GIVEN INSTRUCTION:
Transcribe everything in the listing from the line containing "Question: What bounding box encloses the view" down to the line containing "468;61;545;266", both of those lines included.

DATA LINES:
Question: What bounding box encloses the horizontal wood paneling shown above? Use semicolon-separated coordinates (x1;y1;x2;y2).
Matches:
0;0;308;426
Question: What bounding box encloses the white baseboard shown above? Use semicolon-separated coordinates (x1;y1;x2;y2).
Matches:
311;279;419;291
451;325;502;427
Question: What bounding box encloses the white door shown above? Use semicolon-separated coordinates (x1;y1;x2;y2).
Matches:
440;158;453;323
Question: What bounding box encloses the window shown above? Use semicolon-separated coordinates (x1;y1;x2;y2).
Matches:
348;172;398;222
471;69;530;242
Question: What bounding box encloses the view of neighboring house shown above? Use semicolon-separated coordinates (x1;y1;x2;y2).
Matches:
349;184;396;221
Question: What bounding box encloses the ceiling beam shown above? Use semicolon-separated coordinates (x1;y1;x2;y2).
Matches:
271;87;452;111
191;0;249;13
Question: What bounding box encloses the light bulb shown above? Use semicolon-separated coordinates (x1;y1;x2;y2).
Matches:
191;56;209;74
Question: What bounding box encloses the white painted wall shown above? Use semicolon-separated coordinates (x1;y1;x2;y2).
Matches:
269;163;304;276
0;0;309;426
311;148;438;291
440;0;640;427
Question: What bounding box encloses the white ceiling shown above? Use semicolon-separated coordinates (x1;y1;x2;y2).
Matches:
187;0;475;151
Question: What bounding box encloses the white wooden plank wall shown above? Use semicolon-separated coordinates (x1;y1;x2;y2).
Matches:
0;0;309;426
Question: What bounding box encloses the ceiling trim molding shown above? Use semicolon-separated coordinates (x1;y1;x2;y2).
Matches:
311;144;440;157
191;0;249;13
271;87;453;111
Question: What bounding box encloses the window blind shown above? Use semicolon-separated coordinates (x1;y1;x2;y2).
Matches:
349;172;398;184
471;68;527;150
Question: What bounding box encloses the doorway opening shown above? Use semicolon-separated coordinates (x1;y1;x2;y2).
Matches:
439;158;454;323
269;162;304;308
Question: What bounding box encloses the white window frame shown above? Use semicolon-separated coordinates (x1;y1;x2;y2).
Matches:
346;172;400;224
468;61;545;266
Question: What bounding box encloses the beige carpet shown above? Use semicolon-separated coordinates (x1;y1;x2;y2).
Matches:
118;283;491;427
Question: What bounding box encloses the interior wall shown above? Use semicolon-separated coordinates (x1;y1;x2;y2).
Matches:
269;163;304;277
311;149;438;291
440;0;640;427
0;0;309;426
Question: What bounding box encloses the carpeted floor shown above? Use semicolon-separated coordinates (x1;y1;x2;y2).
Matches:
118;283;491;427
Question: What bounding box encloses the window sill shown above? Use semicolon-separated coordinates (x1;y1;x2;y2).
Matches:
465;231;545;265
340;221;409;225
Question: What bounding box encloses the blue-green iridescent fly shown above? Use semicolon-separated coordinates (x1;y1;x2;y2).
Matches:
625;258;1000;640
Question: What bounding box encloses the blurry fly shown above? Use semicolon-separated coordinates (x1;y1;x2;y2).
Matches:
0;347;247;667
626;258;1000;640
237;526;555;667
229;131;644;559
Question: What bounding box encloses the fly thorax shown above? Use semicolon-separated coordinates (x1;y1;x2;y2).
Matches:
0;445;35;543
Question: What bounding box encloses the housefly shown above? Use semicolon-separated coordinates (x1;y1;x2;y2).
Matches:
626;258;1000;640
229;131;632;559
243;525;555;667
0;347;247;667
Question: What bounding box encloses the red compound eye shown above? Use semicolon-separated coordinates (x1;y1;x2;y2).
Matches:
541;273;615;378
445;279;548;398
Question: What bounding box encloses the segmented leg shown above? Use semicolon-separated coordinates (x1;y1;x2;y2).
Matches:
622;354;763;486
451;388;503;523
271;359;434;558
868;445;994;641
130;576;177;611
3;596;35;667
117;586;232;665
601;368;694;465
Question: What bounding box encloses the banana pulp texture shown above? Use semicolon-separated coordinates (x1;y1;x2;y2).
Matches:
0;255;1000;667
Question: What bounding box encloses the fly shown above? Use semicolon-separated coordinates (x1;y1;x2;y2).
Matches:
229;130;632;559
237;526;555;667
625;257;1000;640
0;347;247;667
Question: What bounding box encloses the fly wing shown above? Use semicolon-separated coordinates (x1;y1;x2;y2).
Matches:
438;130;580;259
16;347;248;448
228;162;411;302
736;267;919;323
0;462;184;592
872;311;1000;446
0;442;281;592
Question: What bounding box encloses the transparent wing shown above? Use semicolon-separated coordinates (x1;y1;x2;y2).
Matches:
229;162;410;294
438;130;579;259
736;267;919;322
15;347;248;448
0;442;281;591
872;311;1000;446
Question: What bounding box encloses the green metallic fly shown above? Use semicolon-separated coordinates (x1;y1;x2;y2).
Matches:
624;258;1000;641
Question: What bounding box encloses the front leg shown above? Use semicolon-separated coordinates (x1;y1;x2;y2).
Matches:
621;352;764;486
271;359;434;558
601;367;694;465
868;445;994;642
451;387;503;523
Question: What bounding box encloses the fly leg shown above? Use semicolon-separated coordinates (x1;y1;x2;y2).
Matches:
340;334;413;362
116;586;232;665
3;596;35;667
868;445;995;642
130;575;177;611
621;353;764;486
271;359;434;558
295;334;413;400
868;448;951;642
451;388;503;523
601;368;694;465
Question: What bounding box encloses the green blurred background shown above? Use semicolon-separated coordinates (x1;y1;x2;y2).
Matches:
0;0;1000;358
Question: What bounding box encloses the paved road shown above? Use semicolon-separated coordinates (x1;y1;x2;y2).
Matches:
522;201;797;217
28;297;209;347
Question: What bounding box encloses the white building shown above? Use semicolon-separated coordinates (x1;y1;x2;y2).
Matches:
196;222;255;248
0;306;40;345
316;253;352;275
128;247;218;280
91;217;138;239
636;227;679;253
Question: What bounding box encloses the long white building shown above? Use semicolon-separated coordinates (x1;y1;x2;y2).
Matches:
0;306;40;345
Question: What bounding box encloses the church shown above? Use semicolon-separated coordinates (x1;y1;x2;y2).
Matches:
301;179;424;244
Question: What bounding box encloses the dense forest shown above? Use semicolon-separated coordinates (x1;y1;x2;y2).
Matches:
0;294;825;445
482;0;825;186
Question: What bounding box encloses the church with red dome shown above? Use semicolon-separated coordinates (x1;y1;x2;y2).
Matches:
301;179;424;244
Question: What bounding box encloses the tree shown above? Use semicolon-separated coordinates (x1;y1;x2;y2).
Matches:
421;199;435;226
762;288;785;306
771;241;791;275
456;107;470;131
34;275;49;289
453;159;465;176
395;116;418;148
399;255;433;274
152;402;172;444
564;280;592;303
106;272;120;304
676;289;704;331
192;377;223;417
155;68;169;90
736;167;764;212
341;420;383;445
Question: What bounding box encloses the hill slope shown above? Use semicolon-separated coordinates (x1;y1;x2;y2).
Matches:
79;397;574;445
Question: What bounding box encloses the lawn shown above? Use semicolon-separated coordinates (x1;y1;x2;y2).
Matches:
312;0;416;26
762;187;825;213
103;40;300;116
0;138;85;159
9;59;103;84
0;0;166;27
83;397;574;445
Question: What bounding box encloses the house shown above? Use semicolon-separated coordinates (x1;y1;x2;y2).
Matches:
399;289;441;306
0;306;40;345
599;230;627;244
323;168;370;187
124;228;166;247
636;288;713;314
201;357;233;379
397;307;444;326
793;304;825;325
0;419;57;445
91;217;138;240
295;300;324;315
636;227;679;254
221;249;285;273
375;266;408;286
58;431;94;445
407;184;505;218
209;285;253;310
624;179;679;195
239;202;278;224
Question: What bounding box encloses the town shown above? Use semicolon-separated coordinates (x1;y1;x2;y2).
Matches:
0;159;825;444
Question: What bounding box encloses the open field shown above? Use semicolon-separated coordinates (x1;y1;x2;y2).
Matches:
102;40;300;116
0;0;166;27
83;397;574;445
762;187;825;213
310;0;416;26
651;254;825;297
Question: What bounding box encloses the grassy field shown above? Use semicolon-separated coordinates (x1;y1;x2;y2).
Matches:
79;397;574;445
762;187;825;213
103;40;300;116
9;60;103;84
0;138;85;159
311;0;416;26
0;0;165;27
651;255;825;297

TASK RESPONSE:
Question: What bounding box encloses the view of neighboring house shown above? Use semicolon-separated coordinates (x1;y1;x2;y2).
Matches:
349;184;396;221
Question: What bounding box encloses the ceiling beam shown above? Use semicolon-separated coordinates (x1;y1;x2;y2).
Matches:
271;87;452;111
191;0;249;13
Question: What bounding box encloses the light bulb shown above? Use semicolon-separated coordinates (x1;y1;x2;y2).
Matches:
191;56;209;74
Question: What bounding box encloses the white painted wall shown above? Use semicolon-separated coordinates (x1;y1;x2;y2).
Matches:
269;163;304;276
0;0;309;426
311;148;438;291
440;0;640;427
Question: What bounding box encloses the white ceiling shown above? Use semicolon-separated coordinates (x1;y1;x2;y2).
Matches:
187;0;475;151
Question: What bounding box encloses the white wooden plank wall shown above? Use semicolon-separated coordinates (x1;y1;x2;y2).
Matches:
0;0;309;426
Question: What bounding box encloses the ceiling trim molding shown above? Use semicolon-separated coordinates (x1;y1;x2;y2).
Matches:
311;144;440;157
191;0;249;13
271;87;453;111
Question: What bounding box encloses the window blind shown above? Use semicolon-separated coordinates (x1;y1;x2;y2).
Matches:
349;172;398;184
471;68;527;150
Question: What bounding box encloses the doorway opening shown above? Use semicolon-separated coordinates (x1;y1;x2;y2).
Matches:
439;158;454;323
269;162;304;308
Question: What bounding box encloses the white window frame shown above? Use semicolon-separated coordinates (x1;y1;x2;y2).
Matches:
346;172;400;224
468;61;545;266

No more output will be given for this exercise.